Welcome to a New Year, bringing renewed optimism and an increased dose of empathy. We have all the ingredients to make 2021 the year of “the great reset,” where many lessons from our forced global “experiment” over this past year will provide the necessity, inspiration, and energy to re-invent the future. This will be a year where innovators have a remarkable opportunity to create a path forward that will make life better for everyone.

Next week over 150,000 people will gather for the annual CES expo, the New Year’s event for technology innovation. CES normally takes place in Las Vegas, but the 2021 edition will be fully virtual. Originally focused on consumer electronics (the C and E in CES), the event’s scope and scale have dramatically expanded over the last decade. Digital technology has blurred the lines between industries. You can now find car manufacturers, consumer goods companies, and even airlines showcasing their digitally driven innovations at CES.

We asked CES veteran Brian Cooley (Editor-at-large, CNET) to provide his perspective on the headlines that will come out of the annual event. One trend he highlights is that smart home technology will shift from away-from-home remote controls to at home convenience, social connectedness, and health. While many of us will return to our offices sometime this year, about 20% of work time will remain at home, compared to 5% before the pandemic. Many older people have learned how to use digital technologies at home to stay connected and take care of their health. The accelerated increase of e-commerce is closely related to this theme. New products like smart air fresheners will benefit from accelerated “smart home” consumer behavior established in part by Signal speaker Jamie Siminoff’s “smart doorbell” innovation.

____

EXERCISES TO COMPLETE:
1. List the kinds of companies that the CES passage says now showcase digitally driven innovations at CES.
2. Carry on writing the CES passage, starting after its final sentence.
The data that comes next is from a separate source and has no connection to the CES passage.

THE DATA:
____

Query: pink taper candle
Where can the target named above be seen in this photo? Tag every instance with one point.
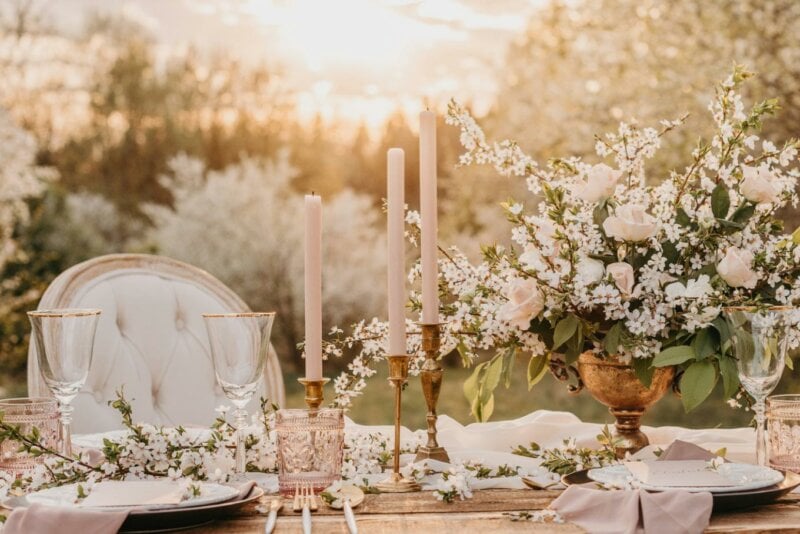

____

ANSWERS TO THE TASKS:
1. Car manufacturers, consumer goods companies, and airlines.

2.
Health technology and services will be another innovation trend to watch this year. While health diagnostics and telehealth services have been expanding steadily, they have now crossed the chasm from early adopters to mainstream use because of necessity. But the tools and services remain rudimentary, fragmented, with so-so user satisfaction. Expect new innovations to address these opportunities, and not just from startups. Apple, Google, and Amazon are all experimenting with health-related services and devices. When expanding health to healthy lifestyle it is easy to imagine companies like Peloton expanding their service offerings.

Environmental sustainability is a third area that will see accelerated innovation activity this year. Some will be driven by a renewed focus on climate change, thanks to a new US administration that will accelerate investment. But pragmatic sustainability innovation is already well under way in Europe, as was demonstrated at CES 2020 when Dutch water recycling startup Hydraloop won Engadget’s Best of the Best award. The 50-liter home platform, part of P&G’s CES 2021 presence, brings together a broad coalition of leading companies and public organizations to accelerate innovation that helps reduce everyday water use.

An optimistic view of what’s ahead this year is a good starting point. But we need to balance it with a solid dose of realism. Many of the “next big thing” technologies are not always so big after all — see our overview of CES flops over the years. And as McKinsey points out in a recent report, the arrival of an effective Covid vaccine has increased the certainty that we will see the end of the pandemic in Q3-Q4 of this year. But it will be an uneven transition period. Some people will find a way to recreate their pre-pandemic lifestyle while many others will have to rebuild their lives. The biggest risk we run is a further increase in inequality, especially among people who were already disadvantaged. Unfortunately, digital technology innovation has contributed to increased inequality because it provides advantages to scale. It is one of the reasons that Big Tech is facing increased scrutiny from governments across the globe. 

Reading through several 2021 predictions (including John Battelle’s own predictions) we are in for a wildcard year with great challenges and opportunities. The most critical uncertainty for 2021 will be how people will behave and adapt. We need to include a strong dose of empathy and social perspective in any digital innovation efforts to make life a little bit better for everyone. No matter how it unfolds, in the year ahead we look forward to showcasing how innovation can be a force for growth and a force for good.